### AIM OF THE TASK
Working from the data below, write out exactly the lines from its first through the line that contains "positive clicks: (58, 2)", both ends included and pictures omitted.

### TASK MATERIAL
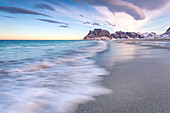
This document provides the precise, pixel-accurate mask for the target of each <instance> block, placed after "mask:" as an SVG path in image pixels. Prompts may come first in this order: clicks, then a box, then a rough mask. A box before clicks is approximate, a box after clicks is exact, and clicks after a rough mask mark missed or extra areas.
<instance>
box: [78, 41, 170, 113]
mask: <svg viewBox="0 0 170 113" xmlns="http://www.w3.org/2000/svg"><path fill="white" fill-rule="evenodd" d="M93 59H94V60H95V61H96V64H98V65H100V66H101V67H104V68H105V69H107V70H108V71H109V72H110V75H108V76H103V80H102V81H101V84H102V85H104V86H105V87H107V88H109V89H111V90H112V93H111V94H108V95H102V96H97V97H95V100H94V101H90V102H87V103H86V104H82V105H80V106H79V107H78V109H77V111H76V113H170V48H162V47H155V46H139V45H135V44H124V43H121V42H111V43H110V44H109V49H108V50H106V51H104V52H102V53H99V54H98V55H97V56H96V57H94V58H93Z"/></svg>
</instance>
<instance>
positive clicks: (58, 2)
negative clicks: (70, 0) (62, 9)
mask: <svg viewBox="0 0 170 113" xmlns="http://www.w3.org/2000/svg"><path fill="white" fill-rule="evenodd" d="M49 1H51V2H52V3H54V4H55V5H58V6H61V7H63V8H65V9H67V8H66V7H65V6H64V5H62V4H60V3H59V2H56V1H55V0H49Z"/></svg>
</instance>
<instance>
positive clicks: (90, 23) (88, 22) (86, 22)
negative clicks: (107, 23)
mask: <svg viewBox="0 0 170 113" xmlns="http://www.w3.org/2000/svg"><path fill="white" fill-rule="evenodd" d="M83 24H91V23H90V22H84V23H83Z"/></svg>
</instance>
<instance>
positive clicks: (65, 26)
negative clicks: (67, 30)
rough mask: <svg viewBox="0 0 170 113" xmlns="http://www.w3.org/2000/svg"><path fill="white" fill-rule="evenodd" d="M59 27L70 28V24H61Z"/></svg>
mask: <svg viewBox="0 0 170 113" xmlns="http://www.w3.org/2000/svg"><path fill="white" fill-rule="evenodd" d="M59 27H62V28H69V26H65V25H60V26H59Z"/></svg>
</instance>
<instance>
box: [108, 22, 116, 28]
mask: <svg viewBox="0 0 170 113" xmlns="http://www.w3.org/2000/svg"><path fill="white" fill-rule="evenodd" d="M106 23H107V24H108V25H110V26H112V27H114V26H115V25H114V24H111V23H110V22H108V21H106Z"/></svg>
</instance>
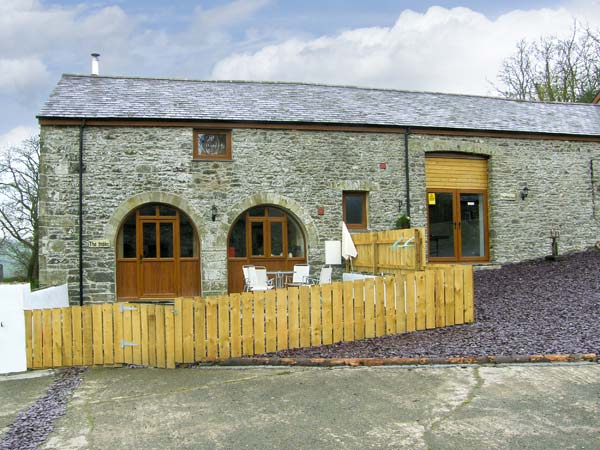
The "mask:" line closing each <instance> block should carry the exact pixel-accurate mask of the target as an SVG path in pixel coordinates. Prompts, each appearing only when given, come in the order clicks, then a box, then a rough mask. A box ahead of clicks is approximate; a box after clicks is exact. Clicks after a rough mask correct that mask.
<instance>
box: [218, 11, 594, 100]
mask: <svg viewBox="0 0 600 450" xmlns="http://www.w3.org/2000/svg"><path fill="white" fill-rule="evenodd" d="M590 3H596V4H597V3H598V1H597V0H593V1H592V2H590V1H587V2H586V1H577V2H572V3H571V7H570V9H567V8H566V7H563V8H557V9H540V10H530V11H521V10H516V11H512V12H510V13H508V14H505V15H502V16H500V17H498V18H497V19H495V20H490V19H488V18H487V17H486V16H484V15H483V14H480V13H478V12H475V11H473V10H470V9H468V8H453V9H446V8H442V7H431V8H429V9H428V10H427V11H426V12H425V13H423V14H421V13H417V12H414V11H410V10H406V11H404V12H403V13H402V14H400V16H399V17H398V20H397V21H396V23H395V24H394V26H392V27H375V28H360V29H354V30H348V31H344V32H341V33H338V34H336V35H333V36H322V37H319V38H316V39H291V40H287V41H285V42H283V43H280V44H276V45H270V46H267V47H264V48H262V49H260V50H258V51H256V52H251V53H238V54H233V55H231V56H229V57H227V58H225V59H223V60H221V61H220V62H218V63H217V64H216V66H215V67H214V70H213V73H212V75H213V77H214V78H217V79H253V80H289V81H309V82H324V83H334V84H352V85H361V86H375V87H391V88H398V89H412V90H428V91H445V92H460V93H473V94H488V93H490V91H491V86H490V84H489V81H488V80H490V81H493V80H495V77H496V74H497V72H498V69H499V67H500V64H501V61H502V60H503V59H504V58H506V57H507V56H509V55H510V54H511V53H512V52H513V51H514V47H515V44H516V42H517V41H518V40H520V39H523V38H525V39H536V38H538V37H539V36H541V35H544V34H556V33H564V32H568V30H569V29H570V27H571V25H572V23H573V17H574V16H575V17H578V18H579V19H580V20H583V19H585V21H587V22H588V23H590V22H591V23H592V24H593V23H595V25H596V26H597V25H598V23H600V18H599V17H598V16H599V14H600V13H599V12H595V13H592V12H591V11H592V8H590ZM598 9H599V10H600V8H598ZM584 14H587V15H585V16H584Z"/></svg>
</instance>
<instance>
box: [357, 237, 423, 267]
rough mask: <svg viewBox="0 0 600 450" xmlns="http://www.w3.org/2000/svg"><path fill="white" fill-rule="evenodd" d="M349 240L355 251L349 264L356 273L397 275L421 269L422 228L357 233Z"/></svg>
mask: <svg viewBox="0 0 600 450" xmlns="http://www.w3.org/2000/svg"><path fill="white" fill-rule="evenodd" d="M352 239H353V240H354V245H355V246H356V250H357V252H358V256H357V257H356V258H355V259H354V261H353V263H352V264H353V267H354V269H355V270H357V271H365V272H371V273H382V272H384V273H398V272H399V271H401V270H423V268H424V265H425V254H426V253H425V252H426V249H425V229H424V228H408V229H403V230H386V231H379V232H374V233H357V234H354V235H353V236H352Z"/></svg>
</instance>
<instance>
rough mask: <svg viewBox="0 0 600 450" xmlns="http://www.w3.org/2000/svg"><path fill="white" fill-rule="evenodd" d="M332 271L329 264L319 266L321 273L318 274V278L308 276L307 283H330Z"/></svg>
mask: <svg viewBox="0 0 600 450" xmlns="http://www.w3.org/2000/svg"><path fill="white" fill-rule="evenodd" d="M332 272H333V268H332V267H329V266H325V267H322V268H321V273H320V274H319V279H318V280H317V279H316V278H308V283H309V284H330V283H331V273H332Z"/></svg>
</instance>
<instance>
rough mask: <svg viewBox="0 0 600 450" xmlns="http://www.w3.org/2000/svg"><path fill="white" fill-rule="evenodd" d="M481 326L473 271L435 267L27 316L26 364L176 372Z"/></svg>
mask: <svg viewBox="0 0 600 450" xmlns="http://www.w3.org/2000/svg"><path fill="white" fill-rule="evenodd" d="M473 320H474V317H473V271H472V268H471V267H470V266H459V265H457V266H444V267H437V268H434V267H432V268H428V269H426V270H424V271H416V272H409V273H404V274H399V275H396V276H388V277H380V278H376V279H367V280H364V281H362V280H359V281H354V282H345V283H333V284H329V285H320V286H319V285H317V286H310V287H300V288H288V289H277V290H273V291H266V292H256V293H242V294H231V295H227V296H220V297H208V298H200V297H196V298H190V299H177V300H176V301H175V304H174V305H164V304H139V303H138V304H136V303H115V304H100V305H89V306H72V307H69V308H54V309H46V310H34V311H26V312H25V323H26V339H27V364H28V367H29V368H50V367H62V366H71V365H86V366H87V365H119V364H137V365H144V366H154V367H167V368H171V367H175V365H176V364H177V363H191V362H196V361H215V360H219V359H227V358H230V357H239V356H243V355H258V354H262V353H265V352H274V351H277V350H285V349H288V348H298V347H309V346H316V345H322V344H332V343H336V342H342V341H353V340H357V339H363V338H370V337H375V336H383V335H388V334H396V333H405V332H410V331H415V330H424V329H430V328H436V327H444V326H448V325H454V324H462V323H469V322H472V321H473Z"/></svg>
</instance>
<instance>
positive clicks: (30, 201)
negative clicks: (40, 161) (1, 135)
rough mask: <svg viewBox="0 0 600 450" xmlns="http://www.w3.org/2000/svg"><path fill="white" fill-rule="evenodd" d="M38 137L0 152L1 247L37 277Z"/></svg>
mask: <svg viewBox="0 0 600 450" xmlns="http://www.w3.org/2000/svg"><path fill="white" fill-rule="evenodd" d="M39 158H40V141H39V138H38V137H34V138H30V139H26V140H25V141H23V142H22V143H21V145H19V146H16V147H13V148H11V149H10V150H9V151H8V152H6V153H5V154H3V155H1V156H0V240H1V242H2V243H3V248H4V250H5V251H6V252H7V253H8V254H9V255H10V256H11V257H12V259H13V260H14V261H16V262H17V264H19V265H21V266H23V268H25V269H26V272H27V278H28V280H29V281H31V282H33V283H34V284H36V283H37V280H38V277H39V275H38V272H39V270H38V226H39V222H38V191H39V169H38V167H39Z"/></svg>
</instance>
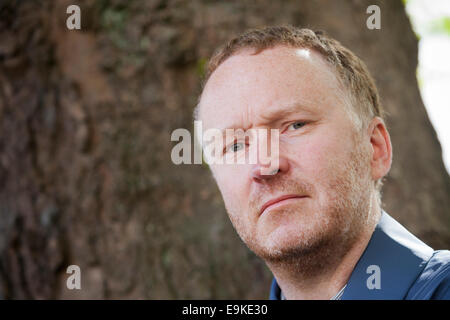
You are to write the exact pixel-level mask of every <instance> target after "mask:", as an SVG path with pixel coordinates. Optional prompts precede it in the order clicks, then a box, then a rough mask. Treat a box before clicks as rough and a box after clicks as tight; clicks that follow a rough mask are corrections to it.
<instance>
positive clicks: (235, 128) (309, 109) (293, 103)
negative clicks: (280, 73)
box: [220, 102, 314, 136]
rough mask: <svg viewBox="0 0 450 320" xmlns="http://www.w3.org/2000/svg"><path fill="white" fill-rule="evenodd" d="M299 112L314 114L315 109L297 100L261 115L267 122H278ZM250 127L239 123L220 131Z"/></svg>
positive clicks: (222, 135) (225, 131) (249, 128)
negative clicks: (281, 119)
mask: <svg viewBox="0 0 450 320" xmlns="http://www.w3.org/2000/svg"><path fill="white" fill-rule="evenodd" d="M299 112H306V113H309V114H314V111H313V110H312V109H311V108H309V107H307V106H305V105H303V104H301V103H299V102H295V103H291V104H287V105H285V106H283V107H273V108H270V111H268V112H267V113H266V114H264V115H261V116H260V117H261V118H262V119H264V123H265V124H272V123H274V122H276V121H277V120H279V119H280V118H284V117H288V116H291V115H293V114H296V113H299ZM250 128H251V127H248V128H242V127H239V126H237V125H232V126H228V127H226V128H223V129H221V130H220V131H221V133H222V136H223V135H224V134H225V132H226V130H227V129H233V130H238V129H242V130H244V132H246V131H247V130H248V129H250Z"/></svg>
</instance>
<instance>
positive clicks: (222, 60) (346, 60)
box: [194, 25, 385, 124]
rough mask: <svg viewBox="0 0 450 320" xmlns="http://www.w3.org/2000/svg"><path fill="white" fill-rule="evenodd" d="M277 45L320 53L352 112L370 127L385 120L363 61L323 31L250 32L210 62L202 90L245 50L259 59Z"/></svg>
mask: <svg viewBox="0 0 450 320" xmlns="http://www.w3.org/2000/svg"><path fill="white" fill-rule="evenodd" d="M278 45H284V46H290V47H294V48H308V49H315V50H316V51H318V52H319V53H320V54H321V55H322V56H323V57H324V58H325V60H326V61H327V62H328V63H329V64H330V65H331V66H332V67H333V68H334V70H335V72H336V74H337V76H338V77H337V79H338V80H339V81H340V82H341V83H342V84H343V85H344V88H347V90H348V93H350V95H349V97H350V99H351V103H352V106H353V110H354V111H355V113H356V115H357V116H359V119H360V120H361V121H362V123H365V124H367V123H368V122H369V121H370V120H371V119H372V118H373V117H375V116H378V117H380V118H382V119H384V113H385V112H384V110H383V108H382V106H381V103H380V97H379V94H378V90H377V87H376V85H375V81H374V80H373V78H372V76H371V75H370V73H369V70H368V69H367V67H366V65H365V63H364V62H363V61H362V60H361V59H359V58H358V57H357V56H356V55H355V54H354V53H353V52H351V51H350V50H349V49H347V48H345V47H344V46H343V45H342V44H341V43H340V42H338V41H337V40H335V39H333V38H331V37H329V36H328V35H327V34H326V33H325V32H323V31H313V30H311V29H307V28H297V27H294V26H289V25H287V26H269V27H264V28H260V29H251V30H248V31H246V32H245V33H243V34H241V35H239V36H237V37H235V38H233V39H231V40H230V41H228V43H226V44H225V45H224V46H222V47H220V48H219V49H218V50H217V51H216V52H215V53H214V54H213V56H212V57H211V59H210V60H209V62H208V65H207V68H206V73H205V76H204V78H203V81H202V90H203V89H204V87H205V85H206V82H207V81H208V79H209V78H210V77H211V74H212V73H213V72H214V71H215V70H216V69H217V68H218V67H219V66H220V65H221V64H222V63H223V62H224V61H225V60H227V59H228V58H229V57H231V56H232V55H234V54H237V53H238V52H239V51H241V50H244V49H255V52H254V53H253V55H256V54H258V53H260V52H261V51H263V50H265V49H269V48H273V47H275V46H278ZM199 99H200V97H199ZM198 108H199V105H197V107H196V108H195V110H194V119H198V113H199V110H198Z"/></svg>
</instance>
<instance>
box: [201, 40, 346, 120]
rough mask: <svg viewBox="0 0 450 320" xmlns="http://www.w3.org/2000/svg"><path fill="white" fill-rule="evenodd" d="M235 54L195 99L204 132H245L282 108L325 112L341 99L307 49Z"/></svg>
mask: <svg viewBox="0 0 450 320" xmlns="http://www.w3.org/2000/svg"><path fill="white" fill-rule="evenodd" d="M251 53H252V51H251V50H246V51H243V52H240V53H238V54H236V55H233V56H231V57H230V58H228V59H227V60H226V61H225V62H223V63H222V64H221V65H220V66H219V67H218V68H217V69H216V70H215V71H214V73H213V74H212V75H211V77H210V78H209V80H208V82H207V84H206V86H205V88H204V90H203V93H202V97H201V100H200V120H202V121H203V125H204V127H206V128H227V127H235V126H238V127H242V128H246V127H250V126H253V125H257V122H258V121H259V120H260V119H262V118H264V117H265V116H266V115H267V114H268V113H273V111H276V110H277V109H282V108H283V106H292V105H295V104H297V105H302V106H304V107H305V109H308V108H309V109H310V111H311V112H315V113H321V112H322V113H323V112H328V111H331V109H332V108H333V106H335V105H336V104H337V101H341V100H343V99H344V98H343V94H342V90H341V87H340V86H339V82H338V81H337V78H336V76H335V73H334V72H333V70H332V69H331V67H330V66H329V65H328V64H327V62H326V61H325V60H324V59H323V58H322V56H321V55H320V54H319V53H317V52H316V51H314V50H311V49H301V48H291V47H284V46H279V47H275V48H272V49H266V50H264V51H262V52H260V53H259V54H257V55H252V54H251Z"/></svg>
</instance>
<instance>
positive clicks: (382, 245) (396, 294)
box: [270, 211, 450, 300]
mask: <svg viewBox="0 0 450 320" xmlns="http://www.w3.org/2000/svg"><path fill="white" fill-rule="evenodd" d="M280 293H281V290H280V287H279V286H278V283H277V282H276V279H275V278H274V279H273V281H272V286H271V290H270V299H271V300H279V299H280ZM380 299H383V300H391V299H392V300H402V299H407V300H410V299H414V300H417V299H420V300H429V299H433V300H434V299H445V300H450V251H448V250H436V251H435V250H433V249H432V248H430V247H429V246H428V245H426V244H425V243H423V242H422V241H420V240H419V239H418V238H416V237H415V236H414V235H413V234H411V233H410V232H409V231H408V230H406V229H405V228H404V227H403V226H402V225H401V224H400V223H398V222H397V221H396V220H394V219H393V218H392V217H391V216H389V215H388V214H387V213H386V212H385V211H382V215H381V218H380V221H379V222H378V224H377V226H376V228H375V231H374V232H373V234H372V237H371V238H370V241H369V244H368V245H367V247H366V249H365V250H364V253H363V254H362V255H361V257H360V258H359V260H358V263H357V264H356V266H355V268H354V269H353V272H352V274H351V275H350V278H349V280H348V282H347V286H346V287H345V290H344V293H343V294H342V297H341V300H380Z"/></svg>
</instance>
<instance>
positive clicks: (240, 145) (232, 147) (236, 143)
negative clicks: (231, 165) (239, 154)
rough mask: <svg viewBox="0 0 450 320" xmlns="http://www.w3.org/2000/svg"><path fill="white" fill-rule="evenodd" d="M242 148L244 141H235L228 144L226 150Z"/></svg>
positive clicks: (229, 150)
mask: <svg viewBox="0 0 450 320" xmlns="http://www.w3.org/2000/svg"><path fill="white" fill-rule="evenodd" d="M243 148H244V143H243V142H236V143H233V144H232V145H230V146H229V147H228V148H227V150H226V152H229V151H232V152H238V151H239V150H241V149H243Z"/></svg>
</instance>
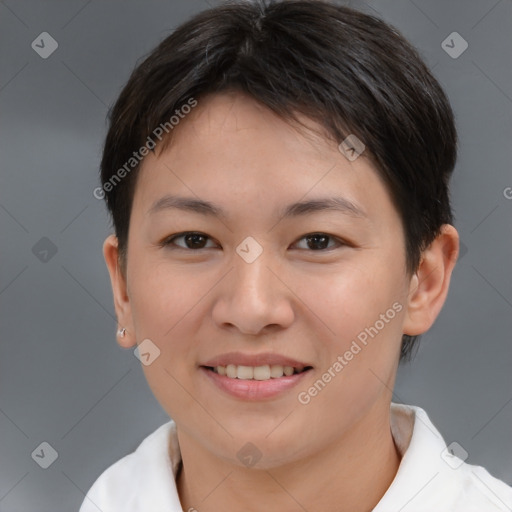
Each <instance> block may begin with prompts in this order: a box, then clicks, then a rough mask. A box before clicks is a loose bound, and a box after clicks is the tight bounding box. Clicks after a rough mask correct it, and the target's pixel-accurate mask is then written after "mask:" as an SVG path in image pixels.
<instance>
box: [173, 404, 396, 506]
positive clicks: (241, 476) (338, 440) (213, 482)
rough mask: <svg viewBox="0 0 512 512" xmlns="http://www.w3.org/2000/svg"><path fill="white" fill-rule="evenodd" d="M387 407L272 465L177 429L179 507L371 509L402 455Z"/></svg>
mask: <svg viewBox="0 0 512 512" xmlns="http://www.w3.org/2000/svg"><path fill="white" fill-rule="evenodd" d="M389 425H390V423H389V406H388V407H387V410H385V411H382V408H380V410H378V408H377V409H375V410H372V411H370V412H369V414H368V415H366V416H365V417H364V418H363V419H362V420H361V421H359V422H358V423H357V424H355V425H354V427H353V428H352V429H351V430H350V432H347V433H346V434H345V435H343V437H342V438H340V439H337V440H336V441H335V442H333V443H329V444H328V445H326V446H325V448H324V449H323V450H322V451H321V452H317V453H315V454H314V456H311V457H308V458H304V459H300V460H296V461H293V462H292V463H288V464H285V465H282V466H279V467H272V468H270V469H256V468H252V469H248V468H244V467H240V466H237V465H235V464H231V463H229V462H227V461H225V460H223V459H219V458H218V457H215V456H213V455H212V454H211V453H209V452H208V451H206V450H204V448H202V447H201V446H200V445H198V444H197V442H195V440H194V439H192V438H190V437H189V436H187V435H184V434H183V433H181V432H180V431H179V430H178V436H179V443H180V449H181V452H182V458H183V469H182V471H181V472H180V474H179V476H178V481H177V486H178V493H179V496H180V500H181V503H182V506H183V510H190V509H192V510H194V509H197V510H198V511H200V512H210V511H211V512H213V511H218V510H251V511H260V510H283V511H286V510H301V509H302V510H306V511H311V510H322V511H324V512H335V511H339V510H350V511H351V512H369V511H371V510H373V508H374V507H375V506H376V505H377V504H378V502H379V501H380V499H381V498H382V496H383V495H384V493H385V492H386V490H387V489H388V487H389V486H390V484H391V482H392V481H393V479H394V477H395V475H396V472H397V470H398V466H399V464H400V455H399V453H398V451H397V449H396V447H395V444H394V441H393V438H392V435H391V430H390V426H389Z"/></svg>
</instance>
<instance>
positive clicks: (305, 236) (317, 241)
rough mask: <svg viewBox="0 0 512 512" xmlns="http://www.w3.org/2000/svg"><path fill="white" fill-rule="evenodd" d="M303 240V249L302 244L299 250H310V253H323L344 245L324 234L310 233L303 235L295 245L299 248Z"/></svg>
mask: <svg viewBox="0 0 512 512" xmlns="http://www.w3.org/2000/svg"><path fill="white" fill-rule="evenodd" d="M303 240H304V241H305V247H304V244H303V246H302V247H299V249H310V250H312V251H323V250H325V249H334V248H335V247H340V246H343V245H345V244H344V243H343V242H342V241H341V240H338V239H337V238H335V237H333V236H331V235H327V234H326V233H310V234H308V235H304V236H303V237H302V238H301V239H300V240H299V241H298V242H296V245H297V246H299V244H300V243H301V242H302V241H303Z"/></svg>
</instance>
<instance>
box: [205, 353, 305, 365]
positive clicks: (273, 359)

### FINAL ANSWER
This document provides the precise, pixel-accurate mask for the target of each <instance> block, placed after "mask:" as an SVG path in image pixels. Prompts may come first in this order: clicks, then a box, then a rough mask. A box before clicks is approximate, a box after clicks is exact, and clicks after a rough mask mark missed or extra areas.
<instance>
box: [78, 41, 170, 113]
mask: <svg viewBox="0 0 170 113" xmlns="http://www.w3.org/2000/svg"><path fill="white" fill-rule="evenodd" d="M93 59H94V60H95V61H96V64H98V65H100V66H101V67H104V68H105V69H107V70H108V71H109V72H110V75H108V76H103V80H102V81H101V84H102V85H104V86H105V87H107V88H109V89H111V90H112V93H111V94H108V95H102V96H97V97H95V100H94V101H90V102H87V103H86V104H82V105H80V106H79V107H78V109H77V111H76V113H170V48H162V47H155V46H139V45H135V44H124V43H121V42H111V43H110V44H109V49H108V50H106V51H104V52H102V53H99V54H98V55H97V56H96V57H94V58H93Z"/></svg>
</instance>
<instance>
positive clicks: (58, 2)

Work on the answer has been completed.